Tarea:
Responde con una oración cada una de estas preguntas sobre la entrevista acerca de Peset:
1. ¿En qué lugar de Valencia está recluido Vives, según la entrevista?
2. ¿Desde qué aeródromo partía el avión que llevaba a Negrín al exilio?
3. ¿Qué pensador influye en la filosofía del entrevistado sobre la escritura?

Fragmento del texto:
===
Has comparado la figura de Peset con la de otro valenciano universal, Lluís Vives. ¿Qué paralelismos ves entre ellos?
Vives es una figura que me obsesiona. Es, posiblemente, lo mejor que ha dado Valencia a nivel intelectual, a la altura de un Erasmo o de un Tomás Moro. Y, sin embargo, es una figura incómoda para la ciudad. Aquí tenemos una estatua de un personaje casi desconocido, [Tomás de] Iriarte, en la plaza del Ayuntamiento, mientras Vives está recluido en el claustro de la Universidad. Si en lugar de Iriarte tuviéramos a Vives, sería un símbolo universal. Valencia siempre se ha llevado mal con Vives porque era un espíritu crítico. No olvidemos que la Inquisición quemó a su padre, exhumó y quemó los huesos de su madre, y ejecutó a otros familiares. Vives, con todo el dolor que eso le causó, nunca volvió a Valencia.
Peset es, en el siglo XX, un héroe moderno a la altura de Vives. Quizá no tenga una obra filosófica de esa envergadura, pero su oposición al franquismo fue igual de digna y valiente. Incluso compartieron el mismo destino de persecución por parte de sus contemporáneos. Peset, como Vives, representa lo mejor de una tradición valenciana de pensamiento crítico y libertad.
Peset es, en el siglo XX, un héroe moderno a la altura de Vives. Quizá no tenga una obra filosófica de esa envergadura, pero su oposición al franquismo fue igual de digna y valiente”
Y en ese perfil, también había un punto de ingenuidad, como mencionas.
Sí, totalmente. A veces lo comparo con el personaje de Tabucchi en Sostiene Pereira, ese profesor que no puede creer que de verdad vayan a matarlo. Peset era doctor en Derecho, conocía las leyes. Hasta el final debió de pensar: “Esto no puede estar pasando, ¿qué he hecho yo para merecer esto?”. De una condena de 30 años se pasó a la pena de muerte. Y lo más llamativo: tuvo al menos tres oportunidades claras de escapar al exilio. En dos ocasiones estuvo en Francia y volvió. Y en una tercera, pudo subir al avión que llevaba a Negrín al exilio desde el aeródromo de Monóvar. Todos le decían que se subiera, pero él se negó. No quería abandonar a su familia, temía represalias contra sus hijos. Fue un acto de nobleza, pero también de una ingenuidad tremenda. Él era el gran botín de guerra. Quizá sus hijos hubieran sufrido unos años, pero al final quedaron libres. Él no llegó a calibrar la maldad absoluta del régimen al que se enfrentaba.
¿Qué esperas que se lleve el lector tras leer Ingrata Pàtria? ¿Un conocimiento histórico, un ejercicio de memoria, una advertencia?
Espero, sobre todo, que sea una llamada a la acción. Mi filosofía, muy influida por Voltaire, es que se debe escribir para actuar. No escribo para deleitar o para entretener de forma pasiva. Escribo para provocar una reacción, una sutura en la conciencia del lector.
Me gustaría que la sociedad cerrase este libro y pensara: “Esto puede volver a pasar”. No es algo de un pasado remoto. Estamos viendo derivas preocupantes: un neomacartismo en Estados Unidos, ataques sistemáticos a la universidad y a la prensa, la ridiculización del experto... La reciente victoria de Harvard al mantener su independencia intelectual frente a presiones políticas fue ejemplar, mientras que la actitud de otras universidades como Columbia fue vergonzosa.
Ojalá el mundo universitario actual viera en Peset un espejo en el que mirarse. Ojalá nuestros rectores y profesores tomaran ejemplo de su civismo y valentía y se atrevieran a opinar más, a estar más presentes en el debate público sobre los grandes temas de nuestro tiempo, ya sea la deriva autoritaria o la crisis ecológica. La sociedad civil necesita modelos como Peset. Ingrata Pàtria es, en el fondo, una invitación a buscar en su figura un modelo de civismo y resistencia para el presente. Porque la memoria, cuando es activa, es el mejor antídoto contra la repetición de la barbarie.
===
Datos en estudio:

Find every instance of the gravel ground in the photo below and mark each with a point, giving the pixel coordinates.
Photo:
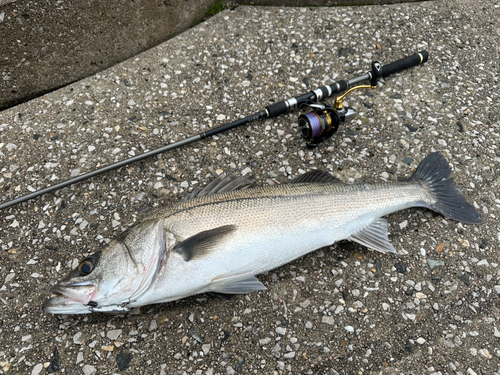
(432, 308)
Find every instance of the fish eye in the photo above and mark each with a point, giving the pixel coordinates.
(86, 266)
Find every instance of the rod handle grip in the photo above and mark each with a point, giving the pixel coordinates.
(407, 62)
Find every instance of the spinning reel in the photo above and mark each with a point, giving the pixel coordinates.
(324, 120)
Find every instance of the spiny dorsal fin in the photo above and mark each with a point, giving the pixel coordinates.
(374, 236)
(316, 176)
(203, 243)
(221, 184)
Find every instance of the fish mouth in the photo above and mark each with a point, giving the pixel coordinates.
(59, 304)
(70, 299)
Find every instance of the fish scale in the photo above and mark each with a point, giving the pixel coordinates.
(223, 235)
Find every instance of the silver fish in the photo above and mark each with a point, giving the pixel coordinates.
(223, 235)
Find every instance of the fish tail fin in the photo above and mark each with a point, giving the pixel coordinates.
(447, 199)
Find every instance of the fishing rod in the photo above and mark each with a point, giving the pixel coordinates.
(320, 124)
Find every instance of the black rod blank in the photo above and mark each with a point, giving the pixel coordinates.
(270, 111)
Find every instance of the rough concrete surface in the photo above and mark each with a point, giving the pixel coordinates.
(49, 44)
(432, 308)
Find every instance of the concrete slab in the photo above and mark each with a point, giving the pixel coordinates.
(340, 310)
(47, 45)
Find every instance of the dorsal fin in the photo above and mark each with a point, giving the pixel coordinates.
(221, 184)
(316, 176)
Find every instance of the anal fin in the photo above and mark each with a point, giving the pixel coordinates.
(374, 236)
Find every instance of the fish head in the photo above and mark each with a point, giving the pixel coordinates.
(111, 278)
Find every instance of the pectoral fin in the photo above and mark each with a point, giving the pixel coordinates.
(203, 243)
(375, 237)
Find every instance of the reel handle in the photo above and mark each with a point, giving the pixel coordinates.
(405, 63)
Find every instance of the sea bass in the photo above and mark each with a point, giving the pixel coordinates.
(223, 235)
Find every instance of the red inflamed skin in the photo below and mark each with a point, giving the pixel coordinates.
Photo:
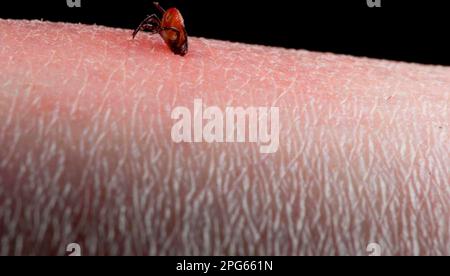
(87, 157)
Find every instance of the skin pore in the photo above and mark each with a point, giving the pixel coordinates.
(86, 152)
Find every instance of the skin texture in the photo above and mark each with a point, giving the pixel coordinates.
(86, 154)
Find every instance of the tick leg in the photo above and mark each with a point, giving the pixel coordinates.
(160, 9)
(151, 24)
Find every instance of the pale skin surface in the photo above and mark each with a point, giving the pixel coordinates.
(86, 154)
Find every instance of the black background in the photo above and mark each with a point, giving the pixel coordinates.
(413, 31)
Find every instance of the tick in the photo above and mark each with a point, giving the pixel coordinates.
(170, 28)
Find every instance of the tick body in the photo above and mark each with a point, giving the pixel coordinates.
(170, 28)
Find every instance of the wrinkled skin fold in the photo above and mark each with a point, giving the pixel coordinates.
(86, 154)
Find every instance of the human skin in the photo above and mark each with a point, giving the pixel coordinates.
(86, 153)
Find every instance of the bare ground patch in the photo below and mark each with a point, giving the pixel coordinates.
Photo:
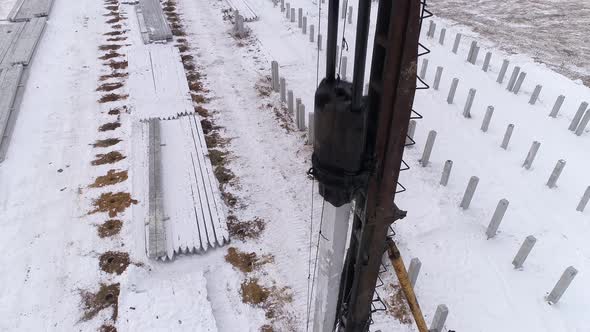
(271, 299)
(109, 228)
(112, 177)
(246, 262)
(110, 55)
(109, 126)
(108, 158)
(114, 262)
(113, 75)
(109, 86)
(117, 64)
(244, 230)
(112, 97)
(105, 143)
(113, 203)
(107, 296)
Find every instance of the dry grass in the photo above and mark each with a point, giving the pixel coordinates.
(271, 299)
(246, 262)
(114, 33)
(106, 297)
(244, 230)
(214, 140)
(218, 157)
(112, 177)
(109, 228)
(109, 126)
(398, 307)
(202, 111)
(105, 143)
(114, 262)
(110, 55)
(112, 97)
(109, 47)
(112, 203)
(117, 64)
(263, 86)
(109, 86)
(199, 99)
(230, 199)
(224, 175)
(113, 75)
(108, 158)
(117, 39)
(107, 328)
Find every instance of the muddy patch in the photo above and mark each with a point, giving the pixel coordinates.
(112, 177)
(112, 97)
(105, 143)
(114, 262)
(109, 86)
(246, 262)
(113, 203)
(107, 296)
(109, 126)
(108, 158)
(109, 228)
(245, 230)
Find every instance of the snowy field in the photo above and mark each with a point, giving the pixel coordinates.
===
Resultado esperado:
1. Vives está recluido en el claustro de la Universidad.
2. El avión partía desde el aeródromo de Monóvar.
3. Su filosofía está muy influida por Voltaire.